**Texte source:**
○ ○ ○ ○ ○ ○ ○

8. L'étude d'impact, qui comporte 232 photographies et 88 photomontages, n'a pas à comporter un photomontage depuis tous les lieux-dits à proximité du projet. Si aucun photomontage n'a été réalisé depuis le hameau du Carglio, situé à 840 mètres du projet et depuis le hameau " chez Louer " à 850 mètres du projet, un photomontage a été réalisé depuis le hameau de Carpehaie situé à 665 mètres du projet et qui a la même orientation que les deux hameaux précités. Un photomontage a été établi depuis le lieu-dit " Les haies Gohies ". Si aucun photomontage n'a été réalisé depuis le hameau " Le Nénéno ", un photomontage a été réalisé depuis le hameau du Brohéac situé à moins de 150 mètres du hameau précité. En outre, si aucun photomontage n'a été effectué depuis le lieu-dit " Saint-Gervais ", le ministre fait valoir sans être utilement contredit que ce lieu-dit se situe à mi-distance entre la vue 2 et la vue 3 de la chapelle Sainte-Suzanne pour laquelle un photomontage a été réalisé. Enfin, il n'est pas établi que le pétitionnaire aurait cherché à minimiser l'impact du projet sur les habitations voisines, alors même que certains des photomontages présentent des bâtiments ou de la végétation qui masquent les éoliennes, ces dernières étant tout de même matérialisées par des ronds et flèches verts.

9. Si l'étude d'impact fait état de deux roses des vents non identiques, cela s'explique par la disparition de la 1ère, et plusieurs campagnes de mesures ont été réalisées. Les mesures sonores ont été effectuées sur 6 points correspondant aux habitations les plus exposées. Si sous les vents Sud-Est et Nord-Est, il existe plusieurs habitations dans les hameaux de Brohéac (13 maisons), Carguilloton (10 maisons), Nénéno (5 maisons), il ne résulte pas de l'instruction, notamment au vu de la distance, que ces habitations auraient été plus exposées que celles prises en compte dans les 6 points de mesure.

10. L'étude d'impact a été complétée, s'agissant des effets sur les haies du raccordement au poste source, dans les réponses apportées par le pétitionnaire par un document intitulé " mémoire en réponse suite aux observations de la mission régionale d'autorité environnementale ", qui a été soumis au public. En outre, l'étude d'impact, si elle indiquait que " les scénarios de tracé de raccordement ne peuvent encore être déterminés à ce stade du projet ", précisait tout de même que ce raccordement serait effectué en souterrain.

○ ○ ○ ○ ○ ○ ○

Extraits de données d'annotation par points
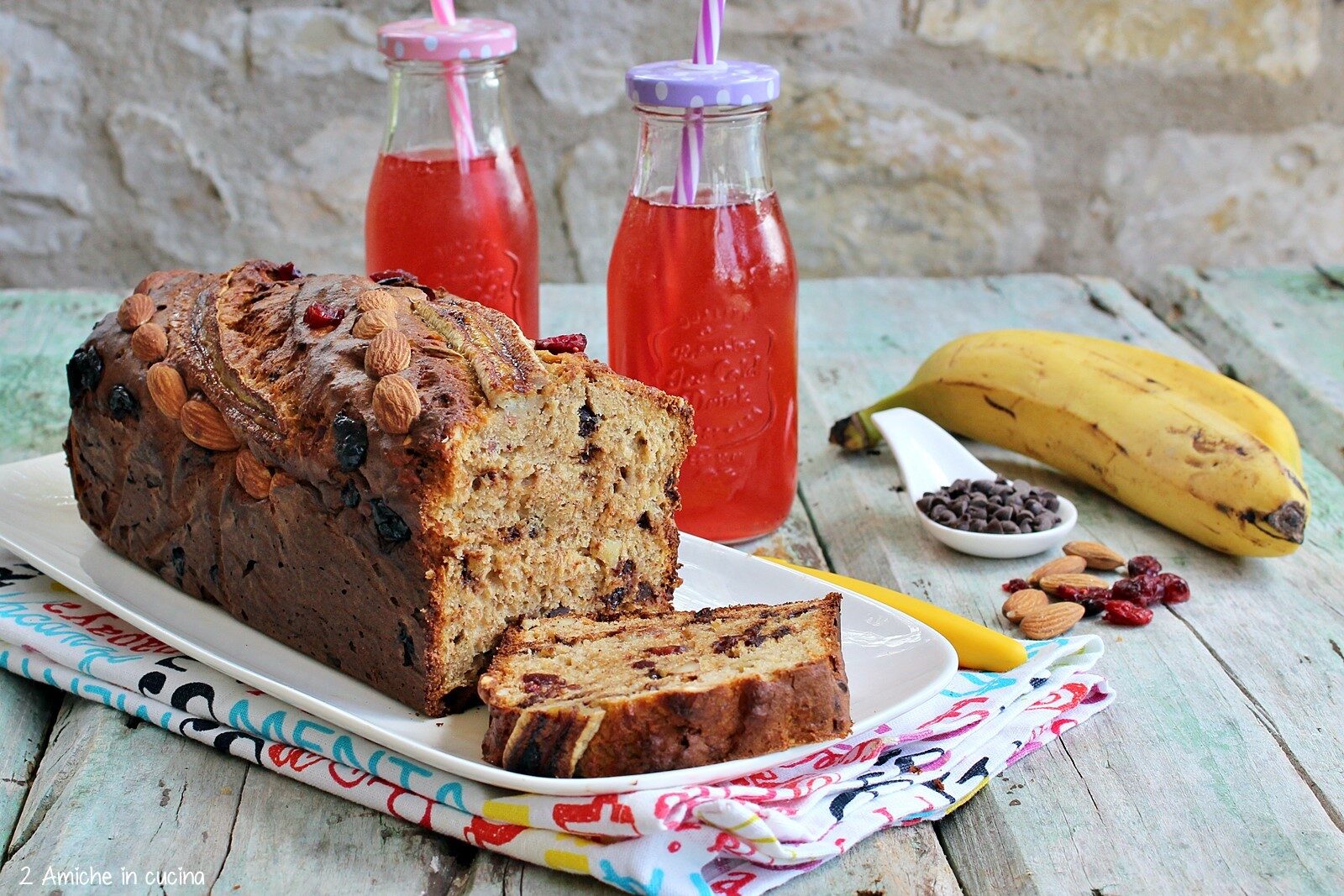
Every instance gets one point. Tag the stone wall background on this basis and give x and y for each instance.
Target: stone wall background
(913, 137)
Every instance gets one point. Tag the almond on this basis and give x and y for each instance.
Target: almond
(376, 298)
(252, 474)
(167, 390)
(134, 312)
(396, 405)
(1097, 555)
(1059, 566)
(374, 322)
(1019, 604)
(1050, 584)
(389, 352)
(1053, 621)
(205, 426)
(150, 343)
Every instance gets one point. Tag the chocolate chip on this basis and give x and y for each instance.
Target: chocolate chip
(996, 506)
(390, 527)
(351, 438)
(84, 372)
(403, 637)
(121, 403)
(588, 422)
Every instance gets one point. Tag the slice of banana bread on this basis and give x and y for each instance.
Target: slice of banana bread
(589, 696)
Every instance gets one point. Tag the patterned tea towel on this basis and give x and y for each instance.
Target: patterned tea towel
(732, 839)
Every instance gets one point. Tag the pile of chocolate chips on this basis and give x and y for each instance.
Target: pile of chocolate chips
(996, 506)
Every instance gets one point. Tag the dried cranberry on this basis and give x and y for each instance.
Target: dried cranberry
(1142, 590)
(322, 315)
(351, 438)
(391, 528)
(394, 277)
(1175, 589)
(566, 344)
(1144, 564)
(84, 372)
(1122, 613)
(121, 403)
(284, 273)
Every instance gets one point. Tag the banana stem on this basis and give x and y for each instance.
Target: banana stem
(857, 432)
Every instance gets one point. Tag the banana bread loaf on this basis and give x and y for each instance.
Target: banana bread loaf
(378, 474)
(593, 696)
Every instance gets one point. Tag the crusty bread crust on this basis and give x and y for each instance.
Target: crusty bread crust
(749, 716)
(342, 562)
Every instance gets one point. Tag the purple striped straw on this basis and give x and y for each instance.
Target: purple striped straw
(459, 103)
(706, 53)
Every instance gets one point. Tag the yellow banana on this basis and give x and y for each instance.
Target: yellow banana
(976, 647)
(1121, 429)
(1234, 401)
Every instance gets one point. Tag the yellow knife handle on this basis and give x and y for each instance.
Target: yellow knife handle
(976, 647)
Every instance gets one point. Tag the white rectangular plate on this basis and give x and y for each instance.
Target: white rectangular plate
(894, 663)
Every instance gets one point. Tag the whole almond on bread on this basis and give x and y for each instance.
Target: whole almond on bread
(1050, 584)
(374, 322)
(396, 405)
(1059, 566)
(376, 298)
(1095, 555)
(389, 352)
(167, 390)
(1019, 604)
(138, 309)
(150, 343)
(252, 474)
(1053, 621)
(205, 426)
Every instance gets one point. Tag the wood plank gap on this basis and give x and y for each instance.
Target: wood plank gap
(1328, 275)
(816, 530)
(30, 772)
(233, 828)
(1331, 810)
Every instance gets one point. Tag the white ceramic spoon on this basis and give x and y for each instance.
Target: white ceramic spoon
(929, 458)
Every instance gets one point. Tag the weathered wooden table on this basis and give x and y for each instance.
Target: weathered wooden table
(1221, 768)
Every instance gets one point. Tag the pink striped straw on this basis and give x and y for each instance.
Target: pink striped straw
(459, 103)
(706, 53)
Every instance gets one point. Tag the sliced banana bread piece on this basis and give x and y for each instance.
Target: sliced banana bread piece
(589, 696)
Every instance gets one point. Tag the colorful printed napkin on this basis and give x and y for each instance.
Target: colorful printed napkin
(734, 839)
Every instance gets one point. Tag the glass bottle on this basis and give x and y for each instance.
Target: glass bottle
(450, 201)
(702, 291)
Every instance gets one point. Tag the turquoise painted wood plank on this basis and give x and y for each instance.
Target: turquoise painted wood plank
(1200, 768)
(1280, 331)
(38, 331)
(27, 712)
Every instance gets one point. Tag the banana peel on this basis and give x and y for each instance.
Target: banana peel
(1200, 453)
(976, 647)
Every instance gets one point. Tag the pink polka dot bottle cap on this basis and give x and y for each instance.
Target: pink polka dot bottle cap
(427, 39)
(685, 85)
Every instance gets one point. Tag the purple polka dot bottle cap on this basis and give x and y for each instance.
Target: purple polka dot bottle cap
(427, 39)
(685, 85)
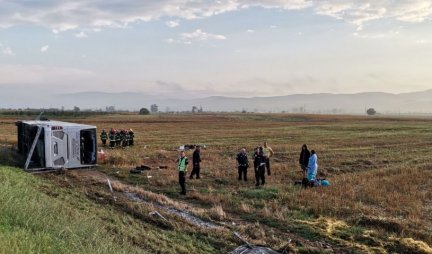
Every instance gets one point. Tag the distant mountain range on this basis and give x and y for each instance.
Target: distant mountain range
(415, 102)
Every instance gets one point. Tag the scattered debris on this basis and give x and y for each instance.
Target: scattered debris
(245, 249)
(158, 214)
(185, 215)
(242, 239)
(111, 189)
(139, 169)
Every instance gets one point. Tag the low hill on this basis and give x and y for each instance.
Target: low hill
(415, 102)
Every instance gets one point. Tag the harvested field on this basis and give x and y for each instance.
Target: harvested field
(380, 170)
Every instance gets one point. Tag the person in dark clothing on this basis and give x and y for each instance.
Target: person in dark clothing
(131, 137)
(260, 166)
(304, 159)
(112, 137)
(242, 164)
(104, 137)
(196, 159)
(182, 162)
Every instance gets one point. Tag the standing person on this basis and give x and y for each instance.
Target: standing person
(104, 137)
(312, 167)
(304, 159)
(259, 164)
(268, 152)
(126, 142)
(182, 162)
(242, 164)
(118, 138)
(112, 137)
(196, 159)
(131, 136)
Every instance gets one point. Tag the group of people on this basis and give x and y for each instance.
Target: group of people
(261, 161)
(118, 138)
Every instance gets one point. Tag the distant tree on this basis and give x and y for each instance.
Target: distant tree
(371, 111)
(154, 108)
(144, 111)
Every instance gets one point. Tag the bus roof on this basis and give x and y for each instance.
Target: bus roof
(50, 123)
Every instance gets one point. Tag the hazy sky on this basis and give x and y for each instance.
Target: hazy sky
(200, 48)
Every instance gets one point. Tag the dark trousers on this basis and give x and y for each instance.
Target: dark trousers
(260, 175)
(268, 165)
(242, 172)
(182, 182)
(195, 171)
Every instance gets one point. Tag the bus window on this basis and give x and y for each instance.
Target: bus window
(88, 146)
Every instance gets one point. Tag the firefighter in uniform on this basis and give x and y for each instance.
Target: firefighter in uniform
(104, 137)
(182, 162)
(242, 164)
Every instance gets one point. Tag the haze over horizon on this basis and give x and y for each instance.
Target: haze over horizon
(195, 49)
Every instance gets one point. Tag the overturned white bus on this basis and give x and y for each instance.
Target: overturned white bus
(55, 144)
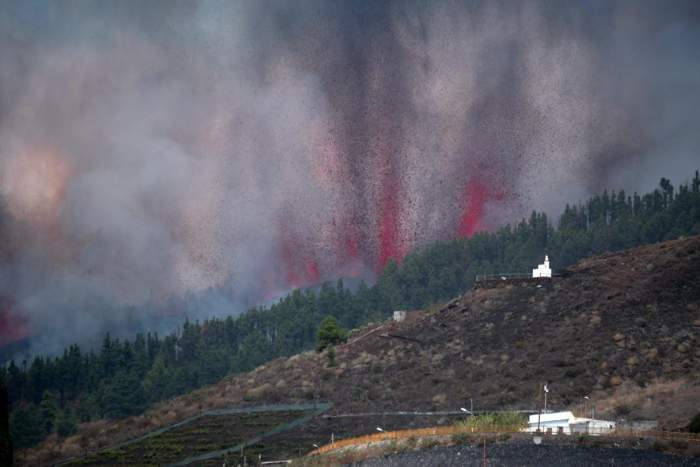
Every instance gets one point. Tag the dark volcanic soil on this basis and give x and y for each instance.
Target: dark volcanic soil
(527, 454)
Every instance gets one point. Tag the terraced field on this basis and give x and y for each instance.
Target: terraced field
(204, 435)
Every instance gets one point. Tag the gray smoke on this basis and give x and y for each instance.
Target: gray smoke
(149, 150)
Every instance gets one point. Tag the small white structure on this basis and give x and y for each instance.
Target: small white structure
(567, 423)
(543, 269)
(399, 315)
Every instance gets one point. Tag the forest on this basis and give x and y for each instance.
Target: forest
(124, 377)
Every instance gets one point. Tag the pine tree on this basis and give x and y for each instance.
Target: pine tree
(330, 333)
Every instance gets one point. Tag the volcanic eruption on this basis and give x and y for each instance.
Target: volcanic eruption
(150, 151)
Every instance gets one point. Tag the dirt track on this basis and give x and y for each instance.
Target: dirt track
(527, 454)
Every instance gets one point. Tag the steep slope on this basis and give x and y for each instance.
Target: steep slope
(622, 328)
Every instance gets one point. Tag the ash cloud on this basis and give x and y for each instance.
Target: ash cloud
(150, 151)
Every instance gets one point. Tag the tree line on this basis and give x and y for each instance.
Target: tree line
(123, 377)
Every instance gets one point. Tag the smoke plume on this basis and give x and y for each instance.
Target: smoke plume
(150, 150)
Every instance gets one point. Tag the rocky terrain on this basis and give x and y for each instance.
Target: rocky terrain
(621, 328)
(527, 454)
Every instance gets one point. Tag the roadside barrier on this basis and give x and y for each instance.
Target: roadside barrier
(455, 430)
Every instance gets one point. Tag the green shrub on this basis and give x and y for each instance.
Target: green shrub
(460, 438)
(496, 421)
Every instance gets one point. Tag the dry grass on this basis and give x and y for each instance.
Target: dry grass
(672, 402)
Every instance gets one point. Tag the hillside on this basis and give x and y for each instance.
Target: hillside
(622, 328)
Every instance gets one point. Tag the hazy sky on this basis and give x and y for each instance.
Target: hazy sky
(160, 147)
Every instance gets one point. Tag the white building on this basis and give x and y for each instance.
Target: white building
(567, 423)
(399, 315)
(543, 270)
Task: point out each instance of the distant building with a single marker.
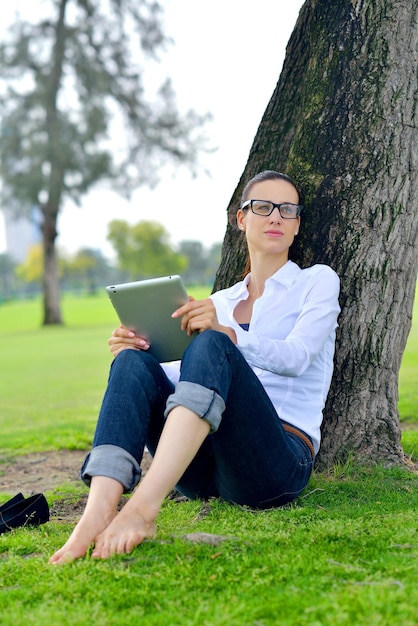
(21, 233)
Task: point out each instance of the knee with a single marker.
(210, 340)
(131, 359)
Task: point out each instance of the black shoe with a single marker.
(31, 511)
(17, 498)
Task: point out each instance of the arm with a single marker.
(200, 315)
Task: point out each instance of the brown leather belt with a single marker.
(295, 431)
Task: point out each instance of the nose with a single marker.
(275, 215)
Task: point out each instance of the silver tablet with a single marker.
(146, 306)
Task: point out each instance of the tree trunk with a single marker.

○ ○ ○ ○ ○ ○ ○

**À faire:**
1. Recopiez le passage de l'extrait sur l'étude d'impact compris entre "9. Si l'étude" et "points de mesure.", bornes incluses.
2. D'après l'extrait sur l'étude d'impact :
(a) À quelle distance du projet se situe le hameau de Carpehaie ?
(b) Sur combien de points les mesures sonores ont-elles été effectuées ?
(c) Comment le raccordement au poste source serait-il effectué ?
Les items ci-dessus forment un matériau distinct du texte source.

**Réponses:**
1.
9. Si l'étude d'impact fait état de deux roses des vents non identiques, cela s'explique par la disparition de la 1ère, et plusieurs campagnes de mesures ont été réalisées. Les mesures sonores ont été effectuées sur 6 points correspondant aux habitations les plus exposées. Si sous les vents Sud-Est et Nord-Est, il existe plusieurs habitations dans les hameaux de Brohéac (13 maisons), Carguilloton (10 maisons), Nénéno (5 maisons), il ne résulte pas de l'instruction, notamment au vu de la distance, que ces habitations auraient été plus exposées que celles prises en compte dans les 6 points de mesure.

2.
(a) À 665 mètres du projet.
(b) Sur 6 points.
(c) En souterrain.